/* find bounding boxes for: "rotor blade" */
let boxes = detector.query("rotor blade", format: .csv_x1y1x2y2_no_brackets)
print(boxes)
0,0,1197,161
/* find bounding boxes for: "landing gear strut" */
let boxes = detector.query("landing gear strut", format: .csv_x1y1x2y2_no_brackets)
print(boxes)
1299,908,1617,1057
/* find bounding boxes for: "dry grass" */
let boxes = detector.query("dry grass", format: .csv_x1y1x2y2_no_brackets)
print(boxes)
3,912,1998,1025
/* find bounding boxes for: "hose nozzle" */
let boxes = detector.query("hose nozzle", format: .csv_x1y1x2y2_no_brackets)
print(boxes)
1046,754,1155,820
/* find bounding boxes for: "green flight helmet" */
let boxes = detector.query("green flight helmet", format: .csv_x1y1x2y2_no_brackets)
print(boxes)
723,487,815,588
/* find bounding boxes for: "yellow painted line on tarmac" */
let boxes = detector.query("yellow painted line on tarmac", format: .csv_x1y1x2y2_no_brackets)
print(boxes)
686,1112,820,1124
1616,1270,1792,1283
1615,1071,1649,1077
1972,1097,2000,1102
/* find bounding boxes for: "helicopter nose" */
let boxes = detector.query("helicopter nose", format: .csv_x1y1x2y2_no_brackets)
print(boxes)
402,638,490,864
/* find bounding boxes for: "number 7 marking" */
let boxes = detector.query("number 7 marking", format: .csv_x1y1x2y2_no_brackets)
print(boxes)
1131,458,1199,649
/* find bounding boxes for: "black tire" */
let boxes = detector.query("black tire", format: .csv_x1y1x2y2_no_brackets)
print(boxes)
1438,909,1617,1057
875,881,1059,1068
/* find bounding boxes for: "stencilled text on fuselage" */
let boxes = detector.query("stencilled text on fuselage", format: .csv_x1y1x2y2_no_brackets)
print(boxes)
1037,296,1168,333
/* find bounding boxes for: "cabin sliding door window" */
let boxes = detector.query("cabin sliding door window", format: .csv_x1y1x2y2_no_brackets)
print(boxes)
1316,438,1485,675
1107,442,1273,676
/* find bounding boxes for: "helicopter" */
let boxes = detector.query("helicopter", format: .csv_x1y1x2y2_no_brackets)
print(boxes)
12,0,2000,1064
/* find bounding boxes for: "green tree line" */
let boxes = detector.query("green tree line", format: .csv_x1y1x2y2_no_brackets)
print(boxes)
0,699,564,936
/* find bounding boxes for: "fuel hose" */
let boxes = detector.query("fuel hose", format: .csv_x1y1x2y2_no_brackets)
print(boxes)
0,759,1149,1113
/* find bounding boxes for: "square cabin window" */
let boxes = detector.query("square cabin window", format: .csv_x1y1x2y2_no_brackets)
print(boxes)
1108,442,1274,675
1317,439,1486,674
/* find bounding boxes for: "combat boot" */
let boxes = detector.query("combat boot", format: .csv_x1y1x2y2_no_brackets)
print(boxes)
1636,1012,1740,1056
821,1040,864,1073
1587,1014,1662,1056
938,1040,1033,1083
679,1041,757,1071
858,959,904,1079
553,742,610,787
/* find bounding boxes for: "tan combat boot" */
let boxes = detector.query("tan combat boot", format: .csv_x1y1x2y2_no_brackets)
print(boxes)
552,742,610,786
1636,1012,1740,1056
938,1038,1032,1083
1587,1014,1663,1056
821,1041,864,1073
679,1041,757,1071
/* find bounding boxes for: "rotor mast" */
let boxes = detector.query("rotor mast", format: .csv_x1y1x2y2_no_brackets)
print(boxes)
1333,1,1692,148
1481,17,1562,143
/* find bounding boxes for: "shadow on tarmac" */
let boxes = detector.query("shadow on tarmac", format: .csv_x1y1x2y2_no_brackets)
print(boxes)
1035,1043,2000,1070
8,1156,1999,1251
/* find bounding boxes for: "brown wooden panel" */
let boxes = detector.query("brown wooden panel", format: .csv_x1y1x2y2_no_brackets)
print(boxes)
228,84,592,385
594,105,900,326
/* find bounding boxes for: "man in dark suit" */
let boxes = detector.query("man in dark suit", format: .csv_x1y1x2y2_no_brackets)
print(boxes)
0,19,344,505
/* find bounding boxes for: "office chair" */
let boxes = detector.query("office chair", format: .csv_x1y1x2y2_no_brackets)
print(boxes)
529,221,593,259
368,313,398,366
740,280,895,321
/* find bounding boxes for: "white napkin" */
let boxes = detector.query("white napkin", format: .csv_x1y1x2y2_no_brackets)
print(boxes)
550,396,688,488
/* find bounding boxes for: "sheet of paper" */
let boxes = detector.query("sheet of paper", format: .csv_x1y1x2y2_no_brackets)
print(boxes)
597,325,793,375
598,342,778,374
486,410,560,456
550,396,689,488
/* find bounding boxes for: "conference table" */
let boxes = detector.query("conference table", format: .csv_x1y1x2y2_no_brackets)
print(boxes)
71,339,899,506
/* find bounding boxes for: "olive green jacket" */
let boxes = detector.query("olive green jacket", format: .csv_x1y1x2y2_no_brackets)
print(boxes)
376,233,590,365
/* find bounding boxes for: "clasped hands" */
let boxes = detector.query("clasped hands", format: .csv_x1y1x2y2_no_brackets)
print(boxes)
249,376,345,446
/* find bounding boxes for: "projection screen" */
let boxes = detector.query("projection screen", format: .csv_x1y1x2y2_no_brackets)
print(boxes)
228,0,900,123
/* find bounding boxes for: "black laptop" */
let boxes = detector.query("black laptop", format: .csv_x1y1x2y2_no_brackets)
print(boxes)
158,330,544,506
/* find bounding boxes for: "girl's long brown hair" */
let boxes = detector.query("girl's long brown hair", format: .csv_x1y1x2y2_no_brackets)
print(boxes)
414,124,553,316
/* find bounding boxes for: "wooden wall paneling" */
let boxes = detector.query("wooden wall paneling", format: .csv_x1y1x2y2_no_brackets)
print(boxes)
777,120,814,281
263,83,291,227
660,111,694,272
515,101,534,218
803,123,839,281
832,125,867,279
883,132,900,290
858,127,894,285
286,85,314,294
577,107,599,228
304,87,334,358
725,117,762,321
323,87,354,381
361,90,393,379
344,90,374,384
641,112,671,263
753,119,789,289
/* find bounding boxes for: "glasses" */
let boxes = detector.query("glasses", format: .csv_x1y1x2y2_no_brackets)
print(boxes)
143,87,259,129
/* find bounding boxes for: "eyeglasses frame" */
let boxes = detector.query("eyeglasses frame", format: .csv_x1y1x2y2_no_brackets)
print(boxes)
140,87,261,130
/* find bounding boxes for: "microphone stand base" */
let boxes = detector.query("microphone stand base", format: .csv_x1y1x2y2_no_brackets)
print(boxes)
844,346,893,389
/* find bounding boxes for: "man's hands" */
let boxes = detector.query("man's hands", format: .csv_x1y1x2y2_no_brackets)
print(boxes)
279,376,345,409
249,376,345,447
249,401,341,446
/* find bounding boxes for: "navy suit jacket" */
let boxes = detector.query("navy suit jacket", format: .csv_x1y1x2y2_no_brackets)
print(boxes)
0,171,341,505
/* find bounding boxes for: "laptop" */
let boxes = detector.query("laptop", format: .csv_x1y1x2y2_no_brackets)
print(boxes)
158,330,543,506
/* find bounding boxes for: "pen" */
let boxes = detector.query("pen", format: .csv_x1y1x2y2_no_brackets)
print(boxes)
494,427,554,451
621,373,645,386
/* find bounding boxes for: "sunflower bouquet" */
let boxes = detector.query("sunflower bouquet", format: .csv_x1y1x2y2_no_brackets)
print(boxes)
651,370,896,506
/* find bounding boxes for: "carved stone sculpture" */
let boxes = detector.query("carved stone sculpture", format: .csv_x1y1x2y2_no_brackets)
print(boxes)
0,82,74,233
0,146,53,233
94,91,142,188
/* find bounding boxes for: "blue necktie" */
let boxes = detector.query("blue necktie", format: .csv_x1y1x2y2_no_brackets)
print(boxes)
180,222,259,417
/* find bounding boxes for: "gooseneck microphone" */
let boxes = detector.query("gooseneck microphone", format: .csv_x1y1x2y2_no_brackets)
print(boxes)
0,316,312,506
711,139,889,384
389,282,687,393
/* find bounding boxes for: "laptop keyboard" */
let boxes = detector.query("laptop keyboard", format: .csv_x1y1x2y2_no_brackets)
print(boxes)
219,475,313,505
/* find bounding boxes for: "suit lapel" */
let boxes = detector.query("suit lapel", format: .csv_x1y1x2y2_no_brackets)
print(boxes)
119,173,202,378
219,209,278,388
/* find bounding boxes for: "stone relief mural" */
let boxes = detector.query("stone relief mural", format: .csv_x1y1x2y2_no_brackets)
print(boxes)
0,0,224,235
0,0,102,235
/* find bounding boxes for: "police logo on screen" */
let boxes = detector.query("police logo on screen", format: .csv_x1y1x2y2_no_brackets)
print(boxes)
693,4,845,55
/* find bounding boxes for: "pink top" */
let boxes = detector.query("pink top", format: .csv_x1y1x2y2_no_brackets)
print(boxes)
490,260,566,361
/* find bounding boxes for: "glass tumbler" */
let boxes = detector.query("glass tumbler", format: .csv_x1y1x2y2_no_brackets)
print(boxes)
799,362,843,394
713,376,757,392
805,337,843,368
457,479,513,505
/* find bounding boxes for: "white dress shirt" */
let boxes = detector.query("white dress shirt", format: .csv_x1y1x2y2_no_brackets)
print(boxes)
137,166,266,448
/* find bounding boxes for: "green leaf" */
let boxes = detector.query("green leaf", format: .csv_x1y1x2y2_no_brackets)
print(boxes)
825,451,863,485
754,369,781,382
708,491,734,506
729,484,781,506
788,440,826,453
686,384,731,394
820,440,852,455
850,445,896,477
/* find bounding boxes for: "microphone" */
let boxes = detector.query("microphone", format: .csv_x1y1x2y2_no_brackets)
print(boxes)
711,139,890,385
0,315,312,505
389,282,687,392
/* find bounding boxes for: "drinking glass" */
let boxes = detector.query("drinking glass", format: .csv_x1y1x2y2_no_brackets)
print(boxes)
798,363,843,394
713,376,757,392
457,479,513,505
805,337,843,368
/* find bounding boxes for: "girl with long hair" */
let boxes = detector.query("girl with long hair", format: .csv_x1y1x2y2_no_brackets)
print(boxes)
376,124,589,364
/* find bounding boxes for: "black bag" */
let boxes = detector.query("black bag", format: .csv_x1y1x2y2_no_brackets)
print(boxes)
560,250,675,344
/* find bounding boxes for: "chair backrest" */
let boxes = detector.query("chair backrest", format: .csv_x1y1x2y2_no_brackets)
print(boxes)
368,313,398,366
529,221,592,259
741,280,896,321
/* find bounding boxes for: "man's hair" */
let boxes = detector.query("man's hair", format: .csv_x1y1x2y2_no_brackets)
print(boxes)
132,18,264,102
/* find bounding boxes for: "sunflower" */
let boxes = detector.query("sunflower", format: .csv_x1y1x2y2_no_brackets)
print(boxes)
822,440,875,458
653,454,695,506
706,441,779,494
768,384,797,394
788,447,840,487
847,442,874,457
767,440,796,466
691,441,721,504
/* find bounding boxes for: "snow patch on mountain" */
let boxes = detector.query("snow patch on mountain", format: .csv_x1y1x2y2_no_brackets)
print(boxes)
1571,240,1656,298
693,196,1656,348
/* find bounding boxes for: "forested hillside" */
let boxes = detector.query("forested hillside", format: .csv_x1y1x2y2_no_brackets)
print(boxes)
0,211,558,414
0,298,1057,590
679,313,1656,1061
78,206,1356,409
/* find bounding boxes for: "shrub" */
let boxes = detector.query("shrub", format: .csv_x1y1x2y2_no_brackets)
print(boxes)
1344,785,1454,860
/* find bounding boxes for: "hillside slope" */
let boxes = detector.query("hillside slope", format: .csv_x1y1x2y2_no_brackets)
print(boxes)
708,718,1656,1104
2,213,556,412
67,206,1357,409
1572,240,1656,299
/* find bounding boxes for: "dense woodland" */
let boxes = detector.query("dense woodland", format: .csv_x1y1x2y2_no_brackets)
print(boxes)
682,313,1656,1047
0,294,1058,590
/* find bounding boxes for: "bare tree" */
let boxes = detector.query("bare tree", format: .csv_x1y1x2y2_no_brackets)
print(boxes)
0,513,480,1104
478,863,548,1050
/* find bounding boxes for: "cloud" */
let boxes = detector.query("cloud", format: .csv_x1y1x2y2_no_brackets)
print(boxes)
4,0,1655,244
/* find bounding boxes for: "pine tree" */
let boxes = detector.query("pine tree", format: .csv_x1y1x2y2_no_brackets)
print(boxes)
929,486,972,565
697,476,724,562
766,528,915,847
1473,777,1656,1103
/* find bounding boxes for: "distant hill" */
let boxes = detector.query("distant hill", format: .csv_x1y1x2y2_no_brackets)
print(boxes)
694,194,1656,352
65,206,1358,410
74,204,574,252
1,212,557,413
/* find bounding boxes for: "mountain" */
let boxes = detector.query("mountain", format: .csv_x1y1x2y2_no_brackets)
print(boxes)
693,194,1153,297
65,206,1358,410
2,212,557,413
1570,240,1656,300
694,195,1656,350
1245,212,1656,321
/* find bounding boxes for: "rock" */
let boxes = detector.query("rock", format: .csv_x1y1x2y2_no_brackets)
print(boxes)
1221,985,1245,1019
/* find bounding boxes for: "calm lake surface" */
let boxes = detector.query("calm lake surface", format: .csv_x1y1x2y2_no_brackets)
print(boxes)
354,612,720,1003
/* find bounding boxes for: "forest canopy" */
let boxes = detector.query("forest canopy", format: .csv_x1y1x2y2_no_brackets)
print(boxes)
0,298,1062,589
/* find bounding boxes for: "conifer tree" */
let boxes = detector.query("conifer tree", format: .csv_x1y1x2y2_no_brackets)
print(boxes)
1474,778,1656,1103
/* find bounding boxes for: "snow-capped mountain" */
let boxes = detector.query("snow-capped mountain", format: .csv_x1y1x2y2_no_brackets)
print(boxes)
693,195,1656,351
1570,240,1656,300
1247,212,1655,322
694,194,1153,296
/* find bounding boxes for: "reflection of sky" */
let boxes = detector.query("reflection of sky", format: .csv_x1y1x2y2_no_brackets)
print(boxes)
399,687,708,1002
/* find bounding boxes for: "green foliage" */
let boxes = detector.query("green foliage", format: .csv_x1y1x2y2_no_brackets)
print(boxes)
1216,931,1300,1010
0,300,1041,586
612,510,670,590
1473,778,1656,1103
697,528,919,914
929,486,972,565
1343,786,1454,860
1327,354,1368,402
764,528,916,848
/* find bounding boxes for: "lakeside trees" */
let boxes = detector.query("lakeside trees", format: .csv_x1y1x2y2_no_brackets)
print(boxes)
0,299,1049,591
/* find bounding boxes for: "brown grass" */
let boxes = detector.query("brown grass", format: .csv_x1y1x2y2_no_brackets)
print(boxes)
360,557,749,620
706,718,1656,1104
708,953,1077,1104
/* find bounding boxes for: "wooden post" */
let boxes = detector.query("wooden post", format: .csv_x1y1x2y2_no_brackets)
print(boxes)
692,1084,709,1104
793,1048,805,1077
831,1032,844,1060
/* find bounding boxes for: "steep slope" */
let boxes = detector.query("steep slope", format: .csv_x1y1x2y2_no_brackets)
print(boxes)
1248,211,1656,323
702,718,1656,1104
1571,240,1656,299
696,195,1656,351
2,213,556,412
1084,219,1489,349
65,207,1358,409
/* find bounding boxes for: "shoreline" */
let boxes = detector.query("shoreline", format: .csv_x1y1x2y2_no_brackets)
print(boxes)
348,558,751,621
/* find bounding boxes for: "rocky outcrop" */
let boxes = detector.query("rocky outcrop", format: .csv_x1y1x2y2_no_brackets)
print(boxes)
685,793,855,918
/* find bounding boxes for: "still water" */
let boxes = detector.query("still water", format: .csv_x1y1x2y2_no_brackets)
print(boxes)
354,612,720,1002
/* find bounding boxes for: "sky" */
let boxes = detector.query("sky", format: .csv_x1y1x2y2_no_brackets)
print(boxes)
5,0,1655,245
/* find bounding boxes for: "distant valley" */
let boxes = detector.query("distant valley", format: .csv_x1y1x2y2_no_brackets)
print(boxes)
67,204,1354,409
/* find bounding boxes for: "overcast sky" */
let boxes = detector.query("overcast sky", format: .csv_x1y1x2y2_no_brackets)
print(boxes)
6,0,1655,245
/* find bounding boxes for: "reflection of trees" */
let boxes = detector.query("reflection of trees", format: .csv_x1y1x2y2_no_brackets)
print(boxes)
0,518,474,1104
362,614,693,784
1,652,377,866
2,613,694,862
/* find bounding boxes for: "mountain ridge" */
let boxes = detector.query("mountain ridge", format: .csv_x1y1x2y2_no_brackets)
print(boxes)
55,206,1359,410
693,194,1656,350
+++
§ **Task description**:
Among the lines above, which ones include the word "stand"? Copy them.

§ **Answer**:
/* find bounding boxes for: "microphone stand base" */
let boxes = detector.query("microphone stand base", format: .csv_x1y1x2y2_no_brackets)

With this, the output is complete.